Required task
Each entry below should be reproduced character for character.

Listed records
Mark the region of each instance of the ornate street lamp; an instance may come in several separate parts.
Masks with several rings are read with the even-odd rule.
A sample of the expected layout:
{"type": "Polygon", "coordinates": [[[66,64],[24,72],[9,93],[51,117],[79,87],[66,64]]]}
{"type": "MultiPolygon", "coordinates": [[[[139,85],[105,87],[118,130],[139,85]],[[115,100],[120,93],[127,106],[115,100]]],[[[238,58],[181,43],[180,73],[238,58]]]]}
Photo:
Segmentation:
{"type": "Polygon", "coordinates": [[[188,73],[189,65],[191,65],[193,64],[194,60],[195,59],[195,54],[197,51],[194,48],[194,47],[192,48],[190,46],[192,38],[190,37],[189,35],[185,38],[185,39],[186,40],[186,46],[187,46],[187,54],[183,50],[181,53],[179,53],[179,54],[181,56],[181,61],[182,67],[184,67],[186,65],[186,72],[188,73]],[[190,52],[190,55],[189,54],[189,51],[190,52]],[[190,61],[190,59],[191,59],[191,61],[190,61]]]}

Task answer
Mark the region of each instance of the ornate street lamp; an instance may come in several separate parts.
Masks with several rings are read with the even-odd rule.
A sample of the expected layout:
{"type": "Polygon", "coordinates": [[[66,64],[24,72],[9,93],[51,117],[79,87],[66,64]]]}
{"type": "MultiPolygon", "coordinates": [[[[139,85],[105,87],[118,130],[139,85]],[[115,100],[120,93],[127,106],[115,100]]],[[[238,58],[181,43],[180,73],[238,58]]]]}
Photo:
Segmentation:
{"type": "Polygon", "coordinates": [[[188,73],[189,65],[191,65],[193,64],[194,60],[195,59],[195,54],[197,51],[194,48],[194,47],[192,48],[190,46],[192,38],[190,37],[189,35],[185,38],[185,39],[186,40],[186,46],[187,46],[187,54],[183,50],[181,53],[179,53],[179,54],[181,56],[181,61],[182,67],[184,67],[186,65],[186,72],[188,73]],[[190,52],[190,55],[189,54],[189,51],[190,52]],[[190,61],[190,59],[191,59],[191,61],[190,61]]]}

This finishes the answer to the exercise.